> AUFGABE 1:
Prüfe, ob die folgenden Aussagen mit dem Text über Extinktion und Folgekosten übereinstimmen. Beantworte jede mit Ja oder Nein und zitiere wörtlich die entscheidende Stelle des Textes.
(a) Bei der Auszeit wird den Lernenden für eine bestimmte Zeitdauer eine sonst übliche Verstärkung vorenthalten.
(b) Als Folgekosten eines Fouls im Strafraum nennt der Text ausschließlich den Elfmeter.
(c) In pädagogischen Situationen haben sich vor allem drei Formen der indirekten Bestrafung bewährt.
> AUFGABE 2: Überarbeite in den Datensätzen alles von der Zeile mit „field accordingly in the photo above.“ bis hinunter zum Ende der Datensätze, indem du „keypoint“ durch „point“ ersetzt. Gib nur diesen Abschnitt wieder und lass alles andere unverändert.

> TEXTAUSZUG:
·····
Im Prinzip handelt es sich beim Ausnutzen des Extinktionsphänomens um eine »milde« Form der Bestrafung durch Entzug eines als positiv empfundenen, bislang gewährten Folgereizes. Die zuvor kontingente Vergabe des Verstärkerreizes wird abgesetzt, was über kurz oder lang zu einer geringeren Auftretenswahrscheinlichkeit des ursprünglich verstärkten Verhaltens führen wird. In pädagogischen Situationen haben sich vor allem zwei Formen dieser indirekten Bestrafung bewährt, die verordnete Auszeit und die auferlegten Folgekosten. Bei der Auszeit (Time Out) wird den Lernenden für eine bestimmte Zeitdauer eine sonst übliche Verstärkung vorenthalten. Dieses Verfahren ist besonders dann geeignet, wenn die Schüler ein eigentlich erwünschtes (und daher zu verstärkendes) Verhalten mit unerwünschten Verhaltenselementen mischen (z. B. wenn sie sich zwar freiwillig melden, dabei aber stets geräuschvoll mit den Fingern schnalzen). Hält die Auszeit so lange an, bis das erwünschte Verhalten wieder ohne die unerwünschten Beigaben gezeigt wird, ist das Ziel der Maßnahme erreicht. Nicht selten kommt es vor, dass unerwünschte Verhaltensweisen der Kinder von ihren Eltern oder Lehrern unabsichtlich verstärkt werden, weil nämlich ein Kind für ein unerwünschtes Verhalten jene Aufmerksamkeit bekommt, die ihm sonst verwehrt bliebe. Auch hier kann die Methode der Extinktion zum Einsatz kommen, indem das unerwünschte Verhalten künftig systematisch ignoriert wird.

In ähnlicher Weise funktioniert das Prinzip der Folgekosten (Response Costs). Im Fußball findet es Anwendung, um zu verhindern, dass ein torschussbereiter Spieler von der in Bedrängnis geratenen abwehrenden Mannschaft regelwidrig behindert wird. Lässt sich die Verteidigung dennoch zu einem Foul im Strafraum hinreißen, kommt es zu erheblichen Folgekosten für den Übeltäter und sein Team (Elfmeter, Platzverweis, ggf. sogar eine Sperre in nachfolgenden Spielen). Will man das Prinzip der Folgekosten auf die Schule übertragen, bedarf es eines klaren Regelwerkes zu den Unterrichtsabläufen. Erst wenn sich die Schüler des Ausmaßes der für sie unangenehmen Folgekosten bewusst sind, ist mit einem Unterlassen des unerwünschten Verhaltens zu rechnen.
·····
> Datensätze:
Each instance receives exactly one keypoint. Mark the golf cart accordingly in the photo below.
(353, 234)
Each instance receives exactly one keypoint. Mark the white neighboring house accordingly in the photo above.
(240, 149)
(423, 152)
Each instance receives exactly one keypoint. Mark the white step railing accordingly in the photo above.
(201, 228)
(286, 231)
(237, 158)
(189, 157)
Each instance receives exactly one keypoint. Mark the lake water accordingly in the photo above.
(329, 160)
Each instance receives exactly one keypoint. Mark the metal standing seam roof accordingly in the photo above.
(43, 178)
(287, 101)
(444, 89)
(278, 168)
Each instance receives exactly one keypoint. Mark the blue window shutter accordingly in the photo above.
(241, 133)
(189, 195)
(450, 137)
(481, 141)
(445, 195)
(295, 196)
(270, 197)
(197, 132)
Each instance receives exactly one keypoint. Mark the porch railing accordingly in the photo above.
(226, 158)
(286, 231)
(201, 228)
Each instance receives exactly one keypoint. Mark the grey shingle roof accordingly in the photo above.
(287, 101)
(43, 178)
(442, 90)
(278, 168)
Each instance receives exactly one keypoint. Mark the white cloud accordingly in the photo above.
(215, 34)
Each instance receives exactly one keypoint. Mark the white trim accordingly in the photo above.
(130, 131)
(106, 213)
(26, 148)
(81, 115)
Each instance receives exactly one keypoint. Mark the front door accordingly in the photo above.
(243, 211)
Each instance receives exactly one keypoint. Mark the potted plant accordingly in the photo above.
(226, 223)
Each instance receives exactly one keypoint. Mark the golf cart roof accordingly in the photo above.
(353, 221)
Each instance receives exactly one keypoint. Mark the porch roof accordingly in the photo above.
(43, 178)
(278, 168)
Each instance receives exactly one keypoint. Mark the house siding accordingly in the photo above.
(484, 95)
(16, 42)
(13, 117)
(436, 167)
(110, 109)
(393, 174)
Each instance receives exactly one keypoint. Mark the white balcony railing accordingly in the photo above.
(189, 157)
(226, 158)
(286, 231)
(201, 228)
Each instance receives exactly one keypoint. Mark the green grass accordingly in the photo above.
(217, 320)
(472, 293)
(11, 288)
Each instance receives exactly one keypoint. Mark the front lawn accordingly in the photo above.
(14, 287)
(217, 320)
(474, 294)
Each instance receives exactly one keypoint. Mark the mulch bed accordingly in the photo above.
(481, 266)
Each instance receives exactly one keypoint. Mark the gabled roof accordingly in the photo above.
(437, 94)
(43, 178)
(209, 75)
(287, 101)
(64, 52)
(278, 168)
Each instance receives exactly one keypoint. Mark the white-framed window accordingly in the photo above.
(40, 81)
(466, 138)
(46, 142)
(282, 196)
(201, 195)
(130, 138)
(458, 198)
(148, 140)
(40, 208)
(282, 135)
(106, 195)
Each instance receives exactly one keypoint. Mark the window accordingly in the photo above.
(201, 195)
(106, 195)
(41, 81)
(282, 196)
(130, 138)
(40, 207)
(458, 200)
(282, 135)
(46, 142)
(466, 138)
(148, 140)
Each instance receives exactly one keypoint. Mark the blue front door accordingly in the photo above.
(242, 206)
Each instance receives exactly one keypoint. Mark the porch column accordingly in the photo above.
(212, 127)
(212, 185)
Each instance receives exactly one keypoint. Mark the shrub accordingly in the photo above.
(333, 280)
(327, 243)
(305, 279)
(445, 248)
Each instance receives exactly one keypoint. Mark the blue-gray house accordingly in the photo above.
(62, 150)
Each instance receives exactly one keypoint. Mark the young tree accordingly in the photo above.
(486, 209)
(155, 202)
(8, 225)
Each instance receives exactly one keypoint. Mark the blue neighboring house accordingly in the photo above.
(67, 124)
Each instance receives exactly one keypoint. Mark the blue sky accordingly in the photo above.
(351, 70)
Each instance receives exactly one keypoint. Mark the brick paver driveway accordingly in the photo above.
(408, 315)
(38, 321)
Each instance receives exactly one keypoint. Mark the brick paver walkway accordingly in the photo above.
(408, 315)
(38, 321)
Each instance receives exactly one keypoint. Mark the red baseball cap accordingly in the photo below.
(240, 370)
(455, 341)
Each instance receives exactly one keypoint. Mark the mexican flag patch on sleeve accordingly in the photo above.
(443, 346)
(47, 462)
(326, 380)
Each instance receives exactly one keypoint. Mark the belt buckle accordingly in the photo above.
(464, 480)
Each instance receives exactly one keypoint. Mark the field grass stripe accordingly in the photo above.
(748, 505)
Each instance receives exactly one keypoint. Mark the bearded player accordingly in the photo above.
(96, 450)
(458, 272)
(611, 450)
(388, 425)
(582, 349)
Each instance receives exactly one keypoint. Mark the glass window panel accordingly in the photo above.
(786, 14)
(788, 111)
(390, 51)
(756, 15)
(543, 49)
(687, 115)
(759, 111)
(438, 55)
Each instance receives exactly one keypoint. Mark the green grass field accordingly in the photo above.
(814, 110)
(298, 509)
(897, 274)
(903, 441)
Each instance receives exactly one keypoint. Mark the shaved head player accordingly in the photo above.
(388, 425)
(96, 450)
·····
> LÖSUNG 1:
(a) Ja: „Bei der Auszeit (Time Out) wird den Lernenden für eine bestimmte Zeitdauer eine sonst übliche Verstärkung vorenthalten.“
(b) Nein: „(Elfmeter, Platzverweis, ggf. sogar eine Sperre in nachfolgenden Spielen)“
(c) Nein: „In pädagogischen Situationen haben sich vor allem zwei Formen dieser indirekten Bestrafung bewährt“

> LÖSUNG 2:
Each instance receives exactly one point. Mark the green grass field accordingly in the photo above.
(814, 110)
(298, 509)
(897, 274)
(903, 441)
Each instance receives exactly one point. Mark the shaved head player accordingly in the photo above.
(388, 425)
(96, 450)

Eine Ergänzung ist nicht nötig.